___ Data under study ___

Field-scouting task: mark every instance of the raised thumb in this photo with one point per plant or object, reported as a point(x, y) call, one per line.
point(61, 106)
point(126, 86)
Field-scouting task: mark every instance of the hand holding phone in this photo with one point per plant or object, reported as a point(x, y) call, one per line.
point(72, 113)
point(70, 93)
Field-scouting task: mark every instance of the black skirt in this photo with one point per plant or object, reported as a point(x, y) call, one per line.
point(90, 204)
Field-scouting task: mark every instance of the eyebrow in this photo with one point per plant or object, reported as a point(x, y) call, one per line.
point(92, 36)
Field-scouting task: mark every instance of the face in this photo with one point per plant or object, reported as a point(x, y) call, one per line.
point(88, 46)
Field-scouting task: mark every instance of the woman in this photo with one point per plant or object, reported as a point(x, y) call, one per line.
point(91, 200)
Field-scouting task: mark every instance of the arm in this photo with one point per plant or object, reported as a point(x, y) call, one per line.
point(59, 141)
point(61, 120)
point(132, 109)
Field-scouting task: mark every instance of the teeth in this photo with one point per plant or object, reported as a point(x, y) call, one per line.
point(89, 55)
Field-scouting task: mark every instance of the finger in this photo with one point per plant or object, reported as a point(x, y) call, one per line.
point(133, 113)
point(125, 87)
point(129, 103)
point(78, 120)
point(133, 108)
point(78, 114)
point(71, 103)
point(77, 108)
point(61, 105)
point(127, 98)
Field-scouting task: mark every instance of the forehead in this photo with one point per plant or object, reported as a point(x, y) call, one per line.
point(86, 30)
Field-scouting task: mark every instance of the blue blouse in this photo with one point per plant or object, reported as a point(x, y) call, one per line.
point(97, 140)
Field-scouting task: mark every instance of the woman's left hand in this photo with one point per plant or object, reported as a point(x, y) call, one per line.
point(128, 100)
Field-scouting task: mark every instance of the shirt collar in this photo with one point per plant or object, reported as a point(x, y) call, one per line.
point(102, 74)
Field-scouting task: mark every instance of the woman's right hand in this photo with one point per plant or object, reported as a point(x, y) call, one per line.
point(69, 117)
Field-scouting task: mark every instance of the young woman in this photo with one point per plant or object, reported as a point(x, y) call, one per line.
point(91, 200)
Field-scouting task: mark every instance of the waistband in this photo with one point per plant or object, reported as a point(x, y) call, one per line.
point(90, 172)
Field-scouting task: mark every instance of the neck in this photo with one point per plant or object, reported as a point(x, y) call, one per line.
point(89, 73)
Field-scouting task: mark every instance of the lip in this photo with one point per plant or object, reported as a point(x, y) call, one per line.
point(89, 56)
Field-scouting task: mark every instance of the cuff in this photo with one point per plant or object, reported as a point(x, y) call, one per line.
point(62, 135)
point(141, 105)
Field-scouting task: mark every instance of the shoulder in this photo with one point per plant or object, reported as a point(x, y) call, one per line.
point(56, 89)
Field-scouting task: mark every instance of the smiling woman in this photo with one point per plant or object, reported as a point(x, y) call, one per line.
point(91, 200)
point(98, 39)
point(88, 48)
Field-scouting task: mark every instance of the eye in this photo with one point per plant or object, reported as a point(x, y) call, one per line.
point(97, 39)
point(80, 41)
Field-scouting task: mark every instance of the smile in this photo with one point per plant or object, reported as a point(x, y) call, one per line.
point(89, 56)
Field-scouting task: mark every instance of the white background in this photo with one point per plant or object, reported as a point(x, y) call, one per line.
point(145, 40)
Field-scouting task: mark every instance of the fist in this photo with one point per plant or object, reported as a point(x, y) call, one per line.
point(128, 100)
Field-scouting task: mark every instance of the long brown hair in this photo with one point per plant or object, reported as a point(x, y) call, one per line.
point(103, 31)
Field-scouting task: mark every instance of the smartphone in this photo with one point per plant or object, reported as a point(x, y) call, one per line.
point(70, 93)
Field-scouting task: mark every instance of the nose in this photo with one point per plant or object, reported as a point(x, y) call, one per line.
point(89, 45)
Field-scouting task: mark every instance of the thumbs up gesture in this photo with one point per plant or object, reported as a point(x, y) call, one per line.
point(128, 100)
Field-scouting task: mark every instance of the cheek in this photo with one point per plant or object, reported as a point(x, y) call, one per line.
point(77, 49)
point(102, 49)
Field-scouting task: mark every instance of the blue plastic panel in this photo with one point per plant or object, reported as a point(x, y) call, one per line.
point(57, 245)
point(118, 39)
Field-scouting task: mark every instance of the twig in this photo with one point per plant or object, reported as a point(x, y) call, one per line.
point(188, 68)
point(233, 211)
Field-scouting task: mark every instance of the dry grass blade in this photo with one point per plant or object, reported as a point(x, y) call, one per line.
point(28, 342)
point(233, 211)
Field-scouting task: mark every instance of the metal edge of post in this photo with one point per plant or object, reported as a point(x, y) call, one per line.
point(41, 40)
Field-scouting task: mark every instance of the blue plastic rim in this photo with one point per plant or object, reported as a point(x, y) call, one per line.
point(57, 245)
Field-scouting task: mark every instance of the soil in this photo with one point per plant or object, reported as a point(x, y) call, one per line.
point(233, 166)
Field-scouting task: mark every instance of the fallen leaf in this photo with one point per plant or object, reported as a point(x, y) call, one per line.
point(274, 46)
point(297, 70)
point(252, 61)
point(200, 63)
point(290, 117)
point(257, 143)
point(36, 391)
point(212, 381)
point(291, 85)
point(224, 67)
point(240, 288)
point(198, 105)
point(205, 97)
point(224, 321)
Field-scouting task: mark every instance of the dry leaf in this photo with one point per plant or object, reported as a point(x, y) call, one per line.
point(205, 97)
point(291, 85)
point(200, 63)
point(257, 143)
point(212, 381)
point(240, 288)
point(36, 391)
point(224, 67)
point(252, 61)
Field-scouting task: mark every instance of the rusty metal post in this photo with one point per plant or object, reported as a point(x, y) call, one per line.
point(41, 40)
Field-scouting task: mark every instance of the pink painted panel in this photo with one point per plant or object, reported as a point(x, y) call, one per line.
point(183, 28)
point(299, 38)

___

**Work required:**
All of the data above must be repeated exactly.

**Task answer:**
Field-scouting task: mark every instance of the raised thumb in this photo with one point per plant or object, reported as a point(x, y) call, one per line.
point(61, 106)
point(126, 86)
Field-scouting task: mark every instance of the hand holding phone in this photo with one point per plant or object, reported as a point(x, y) call, one per line.
point(72, 113)
point(70, 93)
Field-scouting task: mark every instance of the black skirt in this photo with one point per plant or object, reported as a point(x, y) call, one per line.
point(90, 204)
Field-scouting task: mark every instance of the eyebrow in this photo with one point per plant or object, reported as a point(x, y) call, one per line.
point(92, 36)
Field-scouting task: mark every instance of the face in this photo with one point per plant or object, reported as a point(x, y) call, one per line.
point(88, 46)
Field-scouting task: mark every instance of the woman in this photo with one point per plant or object, reported as a point(x, y) call, one per line.
point(91, 200)
Field-scouting task: mark every instance of the arm in this photo with one point per plant or object, reported as a point(x, y) call, one per line.
point(59, 141)
point(61, 120)
point(132, 109)
Field-scouting task: mark every instance of the teeth in this photo with one point per plant or object, reported as a point(x, y) call, one per line.
point(89, 55)
Field-scouting task: mark every instance of the finger in this photo with one point per plant or object, reported as a point(x, y) call, one per line.
point(133, 113)
point(125, 87)
point(129, 103)
point(78, 120)
point(133, 108)
point(78, 114)
point(71, 103)
point(77, 108)
point(61, 105)
point(127, 98)
Field-scouting task: mark every instance of the forehead in this photo with one point per plant or object, reported as a point(x, y) call, one per line.
point(86, 30)
Field-scouting task: mark every instance of the blue blouse in this photo with one point per plant or object, reported as a point(x, y) call, one per line.
point(97, 140)
Field-scouting task: mark every instance of the woman's left hand in this photo with one point per plant or object, reported as a point(x, y) call, one per line.
point(128, 100)
Field-scouting task: mark every instance of the shirt collar in this photo with one point per plant or object, reported as a point(x, y) call, one per line.
point(102, 74)
Field-scouting task: mark every instance of the woman's right hand in this photo with one point per plant or object, reported as a point(x, y) call, one per line.
point(69, 117)
Field-scouting task: mark every instance of the young woman in this photo with one point per plant or object, reported as a point(x, y) call, one per line.
point(91, 200)
Field-scouting task: mark every instance of the waistband in this photo with one point per plant or object, reported as a point(x, y) call, one per line.
point(90, 172)
Field-scouting task: mark every instance of the neck in this photo with one point per plant or object, reported as a point(x, y) call, one per line.
point(89, 73)
Field-scouting task: mark every instance of the lip in this photo with one point per plant or object, reported as a point(x, y) call, one per line.
point(89, 56)
Field-scouting task: mark every instance of the cuff in this photo with one point per plant or object, reported as a point(x, y) call, one per line.
point(62, 135)
point(141, 105)
Field-scouting task: mark every instance of the shoulder in this photo with one point per plant or object, reported as a point(x, y) call, one per line.
point(56, 89)
Field-scouting task: mark every instance of the smiling woman in this photo with one point per plant or object, reported as a point(x, y) call, one per line.
point(91, 200)
point(98, 39)
point(88, 48)
Field-scouting task: mark every instance of the eye in this photo with one point per plant or object, reported as a point(x, y) call, one per line.
point(97, 39)
point(80, 41)
Field-scouting task: mark every instance of the smile in this photo with one point per plant or object, reported as a point(x, y) call, one per line.
point(89, 56)
Field-scouting task: mark every instance of the white background in this photo with one point per plant or object, reported as a point(x, y) call, one per line.
point(145, 40)
Field-scouting task: mark every instance of the fist in this photo with one point per plant or object, reported as a point(x, y) call, one per line.
point(128, 100)
Field-scouting task: mark every instance of the long brown hair in this photo with one point per plant or object, reported as a point(x, y) call, one per line.
point(103, 31)
Field-scouting task: mark every instance of the smartphone in this photo with one point per plant or object, reported as a point(x, y) call, one per line.
point(70, 93)
Field-scouting task: mark every instance of the nose in this photo with one point per plant or object, reported as a point(x, y) call, one per line.
point(89, 45)
Field-scouting task: mark every instance of the thumbs up gesture in this photo with one point per plant or object, reported as a point(x, y) call, one per line.
point(128, 100)
Field-scouting task: mark every instance of the cheek in this photo with one point per plant or object, reported as a point(x, y) call, one per line.
point(77, 49)
point(102, 49)
Field-scouting task: mark every instance of the blue plastic panel in this photo with one point per plant or object, reported as a point(x, y) call, one per line.
point(57, 245)
point(118, 39)
Field-scouting task: mark every instance of the twig in this photo with one point per plant or object, reported as a point(x, y) call, one per line.
point(188, 68)
point(233, 211)
Field-scouting task: mark every instance of the dry grass blade in this photo with one point per plant or object, reported as a point(x, y) call, one per line.
point(28, 342)
point(233, 211)
Field-scouting task: mark every instance of the metal edge of post in this photo with one point per plant or object, reported as a point(x, y) call, one per line.
point(41, 40)
Field-scouting task: mark every instance of the blue plastic rim in this photo with one point per plant or object, reported as a point(x, y) call, one per line.
point(57, 245)
Field-scouting task: mark every instance of the soil in this photo with one point per plant or object, reported as a point(x, y) call, one per line.
point(233, 166)
Field-scouting task: mark every instance of the fallen leaf in this photo with one point per plant or object, reported as a point(x, y) call, one per line.
point(274, 46)
point(297, 70)
point(252, 61)
point(200, 63)
point(290, 117)
point(257, 143)
point(36, 391)
point(212, 381)
point(291, 85)
point(224, 67)
point(240, 288)
point(198, 105)
point(205, 97)
point(224, 321)
Field-scouting task: mark every instance of the dry leaf in this photo with one point per plant or object, reported as a point(x, y) call, one per line.
point(205, 97)
point(291, 85)
point(200, 63)
point(257, 143)
point(212, 381)
point(240, 288)
point(36, 391)
point(224, 67)
point(252, 61)
Field-scouting task: mark every instance of the rusty metal post in this photo with one point per plant or object, reported as a point(x, y) call, one per line.
point(41, 40)
Field-scouting task: mark every instance of the pink painted panel in this photo with one point per plant or object, reported as a point(x, y) call, one per line.
point(183, 28)
point(299, 38)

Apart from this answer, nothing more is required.